Could you pull out every line of the listing below that contains the string "target", treating uppercase and lowercase as different?

=-=-=-=-=

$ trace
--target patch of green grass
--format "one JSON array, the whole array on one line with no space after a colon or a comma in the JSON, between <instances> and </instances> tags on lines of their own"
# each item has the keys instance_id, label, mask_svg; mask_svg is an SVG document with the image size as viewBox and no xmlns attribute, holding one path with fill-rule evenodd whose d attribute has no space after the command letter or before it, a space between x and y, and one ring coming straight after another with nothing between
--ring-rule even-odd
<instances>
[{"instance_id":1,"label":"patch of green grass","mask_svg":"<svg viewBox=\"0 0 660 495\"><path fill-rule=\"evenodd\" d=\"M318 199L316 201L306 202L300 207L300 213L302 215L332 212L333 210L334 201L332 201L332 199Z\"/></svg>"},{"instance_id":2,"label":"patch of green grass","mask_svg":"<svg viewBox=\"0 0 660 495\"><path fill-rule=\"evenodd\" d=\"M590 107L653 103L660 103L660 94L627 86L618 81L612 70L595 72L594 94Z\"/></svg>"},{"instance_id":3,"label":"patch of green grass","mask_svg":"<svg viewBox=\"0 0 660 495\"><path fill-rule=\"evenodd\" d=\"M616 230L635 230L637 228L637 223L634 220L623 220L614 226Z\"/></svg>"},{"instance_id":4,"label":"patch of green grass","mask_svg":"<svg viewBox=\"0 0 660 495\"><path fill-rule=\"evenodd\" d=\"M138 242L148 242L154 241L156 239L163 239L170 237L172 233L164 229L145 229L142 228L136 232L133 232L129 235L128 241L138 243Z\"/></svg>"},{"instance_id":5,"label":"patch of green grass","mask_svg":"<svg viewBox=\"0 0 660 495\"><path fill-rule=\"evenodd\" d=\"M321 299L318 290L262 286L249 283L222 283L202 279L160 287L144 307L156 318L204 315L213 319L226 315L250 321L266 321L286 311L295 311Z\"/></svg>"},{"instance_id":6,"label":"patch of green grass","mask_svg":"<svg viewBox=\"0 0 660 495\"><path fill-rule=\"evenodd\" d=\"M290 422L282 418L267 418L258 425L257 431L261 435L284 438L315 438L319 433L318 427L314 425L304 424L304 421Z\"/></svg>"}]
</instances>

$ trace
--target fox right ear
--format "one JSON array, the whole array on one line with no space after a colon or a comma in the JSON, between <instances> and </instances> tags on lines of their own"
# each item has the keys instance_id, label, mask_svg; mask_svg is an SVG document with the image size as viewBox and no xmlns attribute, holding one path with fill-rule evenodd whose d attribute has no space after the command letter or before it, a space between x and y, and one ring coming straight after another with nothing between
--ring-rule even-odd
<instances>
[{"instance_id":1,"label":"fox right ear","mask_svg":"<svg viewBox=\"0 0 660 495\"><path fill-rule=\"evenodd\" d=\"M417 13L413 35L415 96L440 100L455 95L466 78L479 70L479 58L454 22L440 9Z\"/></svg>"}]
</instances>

=-=-=-=-=

Response for this exercise:
--target patch of green grass
--target fox right ear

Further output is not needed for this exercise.